▶ [ASSIGNMENT]: The whole listing is to be printed again exactly.

▶ [RECORDED INFORMATION]:
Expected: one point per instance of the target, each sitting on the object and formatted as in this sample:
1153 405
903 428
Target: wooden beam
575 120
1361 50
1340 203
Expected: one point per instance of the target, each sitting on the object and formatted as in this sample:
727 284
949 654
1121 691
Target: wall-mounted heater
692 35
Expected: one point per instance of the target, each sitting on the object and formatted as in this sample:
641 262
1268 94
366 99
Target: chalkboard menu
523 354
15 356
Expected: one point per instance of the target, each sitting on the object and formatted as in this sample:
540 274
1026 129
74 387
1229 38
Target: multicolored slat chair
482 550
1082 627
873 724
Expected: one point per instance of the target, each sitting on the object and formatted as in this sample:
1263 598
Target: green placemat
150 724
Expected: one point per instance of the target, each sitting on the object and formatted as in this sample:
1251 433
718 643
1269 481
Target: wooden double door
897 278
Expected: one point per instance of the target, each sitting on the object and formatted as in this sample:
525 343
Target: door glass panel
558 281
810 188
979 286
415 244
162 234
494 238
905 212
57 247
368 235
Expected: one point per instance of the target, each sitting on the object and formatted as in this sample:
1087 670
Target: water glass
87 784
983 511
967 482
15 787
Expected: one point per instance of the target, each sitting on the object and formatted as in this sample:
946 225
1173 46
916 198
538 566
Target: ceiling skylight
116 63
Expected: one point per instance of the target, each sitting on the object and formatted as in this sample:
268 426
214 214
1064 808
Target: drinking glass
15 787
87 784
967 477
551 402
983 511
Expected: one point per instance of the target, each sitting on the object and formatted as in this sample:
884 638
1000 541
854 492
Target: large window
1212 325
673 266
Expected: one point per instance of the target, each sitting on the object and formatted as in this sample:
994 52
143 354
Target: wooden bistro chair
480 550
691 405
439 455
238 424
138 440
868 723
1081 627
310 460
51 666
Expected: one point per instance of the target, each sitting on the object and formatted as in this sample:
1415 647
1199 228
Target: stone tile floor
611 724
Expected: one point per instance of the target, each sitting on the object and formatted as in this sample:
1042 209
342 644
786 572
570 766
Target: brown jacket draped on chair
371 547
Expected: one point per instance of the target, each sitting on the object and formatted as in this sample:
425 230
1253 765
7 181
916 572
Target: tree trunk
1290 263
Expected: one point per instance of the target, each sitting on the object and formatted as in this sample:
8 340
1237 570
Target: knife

▶ [YOUR RESPONSE]:
Expected: one point per instance of the target, each sitting on the object and formatted as in this sample:
1153 405
903 428
Target: wooden beam
575 120
1361 50
1340 203
Expected: one point per instance of the target, each sitting on the object and formatted as in this sample:
727 284
949 654
1121 691
Target: wall-mounted heater
692 35
Expected: one point per instance of the target, each sitting on the object and formatted as in this sample:
641 262
1268 94
366 99
Target: chalkboard menu
523 354
15 356
Expected: one point per instance of the target, each sitting on the object and formatted as in this sample:
540 274
1026 129
74 387
1229 38
Target: multicolored slat chair
482 550
1082 627
873 724
Expected: one point per instance of the target, each sitting on the object and formatted as in this sample:
1263 598
Target: green placemat
150 724
Expected: one point per instance of the target, each sitting on the object and formatted as in this sample:
1251 433
718 643
1269 481
Target: wooden double door
897 278
Expected: one point per instance of the target, each sitting on the object and formatted as in this sample:
525 343
Target: door glass panel
558 281
810 188
979 286
415 244
162 234
494 238
905 212
57 247
368 235
Expected: one point per instance of the target, each sitting on the object and formatted as in this sample:
1087 670
Target: water glass
87 784
983 511
967 482
15 787
Expected: one point per instance of the target, each sitting on the object and formatted as in this sample:
946 225
1173 46
916 198
538 566
Target: ceiling skylight
116 63
Expected: one point per instance of the target, each sitting on the object and formatted as in this sample:
268 426
214 214
1064 808
Target: drinking glass
15 787
87 784
967 477
551 402
983 511
Expected: one point per instance of the target, each sitting on the object and formatted as in this sample:
884 638
1000 541
854 492
Target: large window
1212 325
673 266
Expected: one point per instance of the target, each sitting on the object and formatted as in this sample:
994 52
143 354
Target: wooden bistro chair
480 550
691 405
439 455
238 424
138 440
868 723
1081 627
310 460
51 666
Expected: one point per instance of the target, each sitting on the object and formatted as in this sample:
1415 647
1199 228
Target: stone tile floor
611 724
Expected: one point per instance of the target, each sitting on the object and formatted as in this sample:
1042 209
342 644
786 572
570 766
Target: brown jacket draped on chair
371 547
Expected: one point per instance of the target, each sitting on the object and formatted as in this sample:
425 230
1253 765
7 181
916 572
Target: tree trunk
1290 263
Expected: one point per instance of the target, each sitting on the object and formatted as in this sample:
8 340
1237 570
Target: knife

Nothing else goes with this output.